EXERCISE: Recast every line of the records below as a Markdown table with two columns, "No." for the row number and "Entry" for the line, omitting any blank lines.

Dataset records on where objects are located:

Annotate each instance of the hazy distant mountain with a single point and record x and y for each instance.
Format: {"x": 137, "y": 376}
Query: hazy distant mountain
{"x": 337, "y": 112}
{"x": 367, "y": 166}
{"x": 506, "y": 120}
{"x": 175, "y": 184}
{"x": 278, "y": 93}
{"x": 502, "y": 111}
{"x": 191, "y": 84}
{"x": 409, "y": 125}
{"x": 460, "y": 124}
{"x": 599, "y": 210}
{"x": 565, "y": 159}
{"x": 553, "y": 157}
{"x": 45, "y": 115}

COMPLETE ANSWER:
| No. | Entry |
|---|---|
| 1 | Annotate each instance of the hazy distant mountain with a single point and record x and y for each instance. |
| 2 | Format: {"x": 137, "y": 376} |
| 3 | Query: hazy distant mountain |
| 4 | {"x": 337, "y": 112} |
| 5 | {"x": 367, "y": 166} |
| 6 | {"x": 506, "y": 120} |
| 7 | {"x": 175, "y": 184} |
| 8 | {"x": 278, "y": 93} |
| 9 | {"x": 502, "y": 111} |
| 10 | {"x": 191, "y": 84} |
| 11 | {"x": 409, "y": 125} |
| 12 | {"x": 460, "y": 124} |
| 13 | {"x": 599, "y": 210} |
| 14 | {"x": 565, "y": 159} |
| 15 | {"x": 553, "y": 157} |
| 16 | {"x": 45, "y": 115} |